● **Your instructions**: Transcribe, word for word and with nothing extra, the line containing "Can you find the white wall" and each line that comes after it in the entries.

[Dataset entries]

+++

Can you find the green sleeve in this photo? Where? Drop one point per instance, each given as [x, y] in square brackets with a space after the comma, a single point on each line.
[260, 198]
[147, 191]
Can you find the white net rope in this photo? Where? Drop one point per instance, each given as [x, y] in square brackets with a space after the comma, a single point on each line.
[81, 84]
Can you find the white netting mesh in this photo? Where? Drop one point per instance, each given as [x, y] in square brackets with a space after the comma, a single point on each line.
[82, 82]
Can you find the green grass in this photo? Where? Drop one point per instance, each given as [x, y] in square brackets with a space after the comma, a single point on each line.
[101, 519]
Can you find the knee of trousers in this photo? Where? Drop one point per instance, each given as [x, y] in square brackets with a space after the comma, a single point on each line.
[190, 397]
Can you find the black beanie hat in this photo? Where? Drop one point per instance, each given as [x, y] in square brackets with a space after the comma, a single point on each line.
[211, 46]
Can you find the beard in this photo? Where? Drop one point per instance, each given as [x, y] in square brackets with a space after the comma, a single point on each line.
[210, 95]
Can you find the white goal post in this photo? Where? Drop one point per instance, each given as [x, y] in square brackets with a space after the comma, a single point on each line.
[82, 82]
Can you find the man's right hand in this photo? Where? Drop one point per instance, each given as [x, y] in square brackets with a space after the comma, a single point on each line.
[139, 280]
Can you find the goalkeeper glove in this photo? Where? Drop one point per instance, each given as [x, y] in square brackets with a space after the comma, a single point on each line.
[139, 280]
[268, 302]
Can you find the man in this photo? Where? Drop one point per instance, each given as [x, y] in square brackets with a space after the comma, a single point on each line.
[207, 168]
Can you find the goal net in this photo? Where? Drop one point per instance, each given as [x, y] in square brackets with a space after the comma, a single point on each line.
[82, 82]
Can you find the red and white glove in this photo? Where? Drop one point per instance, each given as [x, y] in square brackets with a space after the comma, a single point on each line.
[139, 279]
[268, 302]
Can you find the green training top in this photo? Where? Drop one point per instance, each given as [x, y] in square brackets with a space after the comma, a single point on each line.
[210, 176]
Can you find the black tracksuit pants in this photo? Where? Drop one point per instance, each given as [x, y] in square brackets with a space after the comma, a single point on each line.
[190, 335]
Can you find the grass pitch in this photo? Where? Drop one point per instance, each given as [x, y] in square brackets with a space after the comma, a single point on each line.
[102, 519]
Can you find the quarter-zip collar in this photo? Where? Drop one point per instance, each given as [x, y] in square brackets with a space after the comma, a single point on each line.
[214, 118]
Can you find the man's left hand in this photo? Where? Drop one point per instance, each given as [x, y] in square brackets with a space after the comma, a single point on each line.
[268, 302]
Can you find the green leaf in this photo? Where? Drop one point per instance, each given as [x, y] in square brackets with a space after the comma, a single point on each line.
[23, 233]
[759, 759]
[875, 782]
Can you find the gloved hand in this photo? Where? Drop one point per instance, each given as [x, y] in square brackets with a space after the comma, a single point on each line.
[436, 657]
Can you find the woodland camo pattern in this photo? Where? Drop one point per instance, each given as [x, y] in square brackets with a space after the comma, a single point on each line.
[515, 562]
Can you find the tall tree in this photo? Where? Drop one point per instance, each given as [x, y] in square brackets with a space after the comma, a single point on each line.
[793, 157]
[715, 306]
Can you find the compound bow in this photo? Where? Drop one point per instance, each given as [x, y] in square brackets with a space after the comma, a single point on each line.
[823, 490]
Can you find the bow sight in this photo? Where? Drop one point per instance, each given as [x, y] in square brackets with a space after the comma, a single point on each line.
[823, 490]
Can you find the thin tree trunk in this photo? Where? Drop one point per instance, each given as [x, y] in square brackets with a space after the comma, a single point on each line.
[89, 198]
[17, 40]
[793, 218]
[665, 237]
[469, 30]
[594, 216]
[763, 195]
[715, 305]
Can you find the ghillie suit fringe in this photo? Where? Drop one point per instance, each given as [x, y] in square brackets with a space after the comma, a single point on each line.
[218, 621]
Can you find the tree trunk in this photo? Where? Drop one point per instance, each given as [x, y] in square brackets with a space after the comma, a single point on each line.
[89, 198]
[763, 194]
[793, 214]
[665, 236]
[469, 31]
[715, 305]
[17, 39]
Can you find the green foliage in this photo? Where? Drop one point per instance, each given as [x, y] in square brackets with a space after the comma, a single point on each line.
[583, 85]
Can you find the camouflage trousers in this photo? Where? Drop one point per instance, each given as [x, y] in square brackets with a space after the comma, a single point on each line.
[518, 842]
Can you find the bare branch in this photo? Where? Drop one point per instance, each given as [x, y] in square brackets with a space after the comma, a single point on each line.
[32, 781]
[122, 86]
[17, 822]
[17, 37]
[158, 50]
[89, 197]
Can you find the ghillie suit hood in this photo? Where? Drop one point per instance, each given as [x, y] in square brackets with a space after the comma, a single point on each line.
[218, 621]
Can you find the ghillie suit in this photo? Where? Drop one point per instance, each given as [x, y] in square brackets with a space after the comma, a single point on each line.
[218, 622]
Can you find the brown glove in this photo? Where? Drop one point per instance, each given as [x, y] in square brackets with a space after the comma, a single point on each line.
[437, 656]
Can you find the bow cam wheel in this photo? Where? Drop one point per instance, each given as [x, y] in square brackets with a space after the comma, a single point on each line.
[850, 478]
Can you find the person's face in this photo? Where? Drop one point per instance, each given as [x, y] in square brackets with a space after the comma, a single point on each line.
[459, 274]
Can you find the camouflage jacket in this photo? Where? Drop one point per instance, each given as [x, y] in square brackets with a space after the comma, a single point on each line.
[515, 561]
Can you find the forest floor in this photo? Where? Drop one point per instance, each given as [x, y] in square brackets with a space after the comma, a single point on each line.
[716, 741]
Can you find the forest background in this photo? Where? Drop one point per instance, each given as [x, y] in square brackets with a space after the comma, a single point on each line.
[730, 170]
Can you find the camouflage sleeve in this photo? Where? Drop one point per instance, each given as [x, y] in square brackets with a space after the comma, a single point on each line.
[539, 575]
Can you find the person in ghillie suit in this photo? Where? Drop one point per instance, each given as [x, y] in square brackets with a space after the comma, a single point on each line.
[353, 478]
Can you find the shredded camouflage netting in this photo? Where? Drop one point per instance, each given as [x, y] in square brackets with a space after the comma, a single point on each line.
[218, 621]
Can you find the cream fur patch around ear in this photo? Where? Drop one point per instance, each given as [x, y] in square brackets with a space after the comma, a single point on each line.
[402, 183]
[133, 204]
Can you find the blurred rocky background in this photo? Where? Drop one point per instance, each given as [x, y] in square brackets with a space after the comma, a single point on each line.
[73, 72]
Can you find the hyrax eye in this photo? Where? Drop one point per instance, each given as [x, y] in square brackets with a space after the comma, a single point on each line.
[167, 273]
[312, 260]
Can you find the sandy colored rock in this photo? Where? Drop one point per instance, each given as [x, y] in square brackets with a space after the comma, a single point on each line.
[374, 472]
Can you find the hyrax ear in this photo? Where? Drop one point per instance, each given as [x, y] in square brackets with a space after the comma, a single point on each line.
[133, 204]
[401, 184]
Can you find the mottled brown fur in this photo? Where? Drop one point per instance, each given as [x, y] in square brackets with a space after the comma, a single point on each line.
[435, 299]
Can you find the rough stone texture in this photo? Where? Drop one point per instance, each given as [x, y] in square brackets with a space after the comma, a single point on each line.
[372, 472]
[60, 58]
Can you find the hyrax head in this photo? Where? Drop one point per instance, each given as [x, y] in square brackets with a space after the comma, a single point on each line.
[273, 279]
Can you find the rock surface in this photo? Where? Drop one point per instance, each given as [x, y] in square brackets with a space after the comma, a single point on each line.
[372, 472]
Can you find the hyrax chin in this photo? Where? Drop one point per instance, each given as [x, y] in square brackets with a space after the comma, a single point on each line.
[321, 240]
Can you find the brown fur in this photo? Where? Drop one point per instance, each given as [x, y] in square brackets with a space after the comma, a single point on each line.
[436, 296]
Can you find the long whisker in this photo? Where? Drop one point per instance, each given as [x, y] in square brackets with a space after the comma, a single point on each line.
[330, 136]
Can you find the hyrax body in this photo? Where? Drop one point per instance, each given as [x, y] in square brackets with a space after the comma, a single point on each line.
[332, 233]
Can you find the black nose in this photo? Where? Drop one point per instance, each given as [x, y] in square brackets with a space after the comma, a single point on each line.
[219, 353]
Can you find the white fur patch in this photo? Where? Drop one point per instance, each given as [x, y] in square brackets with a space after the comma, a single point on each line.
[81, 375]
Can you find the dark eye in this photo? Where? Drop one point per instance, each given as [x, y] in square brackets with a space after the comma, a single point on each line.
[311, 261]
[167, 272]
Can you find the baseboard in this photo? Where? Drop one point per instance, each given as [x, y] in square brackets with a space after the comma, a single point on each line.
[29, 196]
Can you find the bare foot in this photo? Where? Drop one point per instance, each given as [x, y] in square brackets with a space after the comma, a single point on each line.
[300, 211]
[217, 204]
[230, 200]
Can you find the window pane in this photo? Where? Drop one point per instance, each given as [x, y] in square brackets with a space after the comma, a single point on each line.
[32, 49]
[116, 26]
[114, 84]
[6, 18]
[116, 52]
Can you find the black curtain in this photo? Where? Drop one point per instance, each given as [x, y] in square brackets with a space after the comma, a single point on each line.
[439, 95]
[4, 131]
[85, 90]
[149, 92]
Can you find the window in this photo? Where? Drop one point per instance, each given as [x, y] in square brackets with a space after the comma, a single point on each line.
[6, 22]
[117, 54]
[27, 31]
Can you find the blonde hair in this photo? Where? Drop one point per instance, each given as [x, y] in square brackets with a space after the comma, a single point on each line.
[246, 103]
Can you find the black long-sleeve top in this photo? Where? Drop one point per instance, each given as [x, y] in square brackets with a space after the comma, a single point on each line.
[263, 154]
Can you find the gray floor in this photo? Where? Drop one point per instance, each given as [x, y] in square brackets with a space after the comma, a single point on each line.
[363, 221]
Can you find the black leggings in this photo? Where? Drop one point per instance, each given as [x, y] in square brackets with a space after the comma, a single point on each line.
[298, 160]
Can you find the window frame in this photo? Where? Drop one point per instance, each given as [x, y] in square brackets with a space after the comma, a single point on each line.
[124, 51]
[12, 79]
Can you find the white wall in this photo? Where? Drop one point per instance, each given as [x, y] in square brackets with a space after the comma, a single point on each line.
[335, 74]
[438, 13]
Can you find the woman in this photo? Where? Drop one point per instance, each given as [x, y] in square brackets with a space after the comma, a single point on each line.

+++

● **Exercise answer**:
Can you find the white wall in this photo? Where? Drop one point per instance, each given as [x, y] in square brackets with a space after the comma, a single point on each line.
[335, 74]
[438, 13]
Can you find the woman in this photo? Where? Drop one point per instance, each given as [x, y] in square brackets with a space after the comma, a single point on each line.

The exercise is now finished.